§ Challenge A:
Return the passage of the sermon from "In the name" up to and including "through our days.", copied word for word.
§ Challenge B:
Retype the lines of the records from the line with "the blue tracked" up to and including the last line of the records, keeping each one identical to the original.

§ Passage shown:
★ ★ ★ ★ ★

December 4, 2016

Sermon by the Reverend Jodi L. Baron, Advent 2, Year A, Isaiah 11:1-10, Romans 15:4-13, Matthew 3:1-12

“Come to deliver us, and tarry not. O Root of Jesse, who stands for an ensign of the people, before whom kings shall keep silence and unto whom the Gentiles shall make supplication: Come to deliver us, and tarry not.”
In the name of God: Father, Son, and Holy Spirit. Amen.


Come to deliver us, and tarry not; that is the O Antiphon for Advent 2, O Root of Jesse.
It’s an ancient liturgical response Christians have spoken in one voice to respond to God’s message in Advent for, well, for a really…really long time.
I love it because it reclaims kingship language and language of power distribution; the power of voice, of keeping silence so that others can pray, I see that as a message that deeply resonates with the prayers that are in many of our hearts as we move through our days.

★ ★ ★ ★ ★

§ Excerpted data:
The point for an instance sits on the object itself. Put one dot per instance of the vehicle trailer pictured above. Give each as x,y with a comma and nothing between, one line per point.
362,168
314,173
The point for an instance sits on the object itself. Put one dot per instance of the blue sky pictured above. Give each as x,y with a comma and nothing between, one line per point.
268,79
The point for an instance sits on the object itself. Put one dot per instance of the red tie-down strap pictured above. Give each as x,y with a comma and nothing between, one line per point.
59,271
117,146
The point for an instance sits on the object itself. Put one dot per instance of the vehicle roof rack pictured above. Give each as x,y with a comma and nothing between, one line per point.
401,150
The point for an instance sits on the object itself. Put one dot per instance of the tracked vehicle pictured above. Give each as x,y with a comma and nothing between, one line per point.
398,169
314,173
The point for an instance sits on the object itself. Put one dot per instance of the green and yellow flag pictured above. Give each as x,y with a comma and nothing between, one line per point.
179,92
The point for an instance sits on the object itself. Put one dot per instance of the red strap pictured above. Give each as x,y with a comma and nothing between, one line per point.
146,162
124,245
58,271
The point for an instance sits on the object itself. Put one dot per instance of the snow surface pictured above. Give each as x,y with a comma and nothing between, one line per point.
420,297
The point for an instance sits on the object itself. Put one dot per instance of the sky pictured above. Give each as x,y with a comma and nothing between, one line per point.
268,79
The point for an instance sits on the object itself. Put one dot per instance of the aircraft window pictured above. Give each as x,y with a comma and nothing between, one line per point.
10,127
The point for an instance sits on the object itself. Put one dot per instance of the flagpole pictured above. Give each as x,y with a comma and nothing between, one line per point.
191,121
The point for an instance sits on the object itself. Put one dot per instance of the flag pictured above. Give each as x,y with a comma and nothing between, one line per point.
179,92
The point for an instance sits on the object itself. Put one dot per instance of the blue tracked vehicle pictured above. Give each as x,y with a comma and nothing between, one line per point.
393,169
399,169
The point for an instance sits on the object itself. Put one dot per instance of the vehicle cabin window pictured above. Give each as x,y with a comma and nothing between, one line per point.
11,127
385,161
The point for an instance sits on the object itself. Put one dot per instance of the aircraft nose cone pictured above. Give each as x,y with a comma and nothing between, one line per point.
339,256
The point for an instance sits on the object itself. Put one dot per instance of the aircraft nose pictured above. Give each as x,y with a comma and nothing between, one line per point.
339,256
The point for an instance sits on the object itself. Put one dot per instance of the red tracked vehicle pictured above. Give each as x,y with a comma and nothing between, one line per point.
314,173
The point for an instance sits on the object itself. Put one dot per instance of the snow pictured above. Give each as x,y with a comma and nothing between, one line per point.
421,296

★ ★ ★ ★ ★

§ Task response A:
In the name of God: Father, Son, and Holy Spirit. Amen.


Come to deliver us, and tarry not; that is the O Antiphon for Advent 2, O Root of Jesse.
It’s an ancient liturgical response Christians have spoken in one voice to respond to God’s message in Advent for, well, for a really…really long time.
I love it because it reclaims kingship language and language of power distribution; the power of voice, of keeping silence so that others can pray, I see that as a message that deeply resonates with the prayers that are in many of our hearts as we move through our days.

§ Task response B:
The point for an instance sits on the object itself. Put one dot per instance of the blue tracked vehicle pictured above. Give each as x,y with a comma and nothing between, one line per point.
393,169
399,169
The point for an instance sits on the object itself. Put one dot per instance of the vehicle cabin window pictured above. Give each as x,y with a comma and nothing between, one line per point.
11,127
385,161
The point for an instance sits on the object itself. Put one dot per instance of the aircraft nose cone pictured above. Give each as x,y with a comma and nothing between, one line per point.
339,256
The point for an instance sits on the object itself. Put one dot per instance of the aircraft nose pictured above. Give each as x,y with a comma and nothing between, one line per point.
339,256
The point for an instance sits on the object itself. Put one dot per instance of the red tracked vehicle pictured above. Give each as x,y with a comma and nothing between, one line per point.
314,173
The point for an instance sits on the object itself. Put one dot per instance of the snow pictured above. Give each as x,y with a comma and nothing between, one line per point.
421,296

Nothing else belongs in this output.